» Problem
Reproduce the whole listing with "drop one marker" substituted by "place one marker" everywhere and nothing else changed. Omit the pictures from your copy.
***
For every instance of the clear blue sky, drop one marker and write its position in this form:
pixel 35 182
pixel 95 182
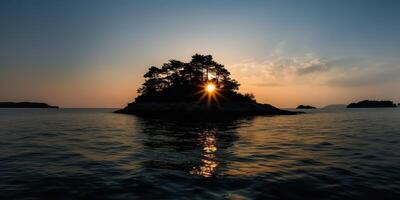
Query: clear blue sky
pixel 78 53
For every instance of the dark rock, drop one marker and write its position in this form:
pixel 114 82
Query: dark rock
pixel 185 109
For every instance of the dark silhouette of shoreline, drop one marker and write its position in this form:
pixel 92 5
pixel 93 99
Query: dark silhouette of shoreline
pixel 25 105
pixel 202 87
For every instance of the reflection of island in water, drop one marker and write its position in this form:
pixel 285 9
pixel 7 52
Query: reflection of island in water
pixel 197 147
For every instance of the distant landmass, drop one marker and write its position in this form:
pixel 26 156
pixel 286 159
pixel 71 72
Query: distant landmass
***
» Answer to the exercise
For every instance of the clear blue sky, place one marker and write its position in this form:
pixel 35 182
pixel 95 182
Query: clear blue sky
pixel 78 53
For every instance of the dark rock, place one marker and write its position in this form:
pixel 114 82
Query: dark rock
pixel 185 109
For every instance of the dark silhouette of shoreline, place one marker and write its position in this form:
pixel 92 5
pixel 93 99
Query: dark silhouette of shoreline
pixel 25 105
pixel 202 87
For every instance of the reflection of island in water, place one marker and write its position in this form:
pixel 285 9
pixel 7 52
Query: reflection of island in water
pixel 197 147
For every instance of the distant landmass, place one marker and write its position in this form:
pixel 26 156
pixel 286 159
pixel 71 72
Query: distant landmass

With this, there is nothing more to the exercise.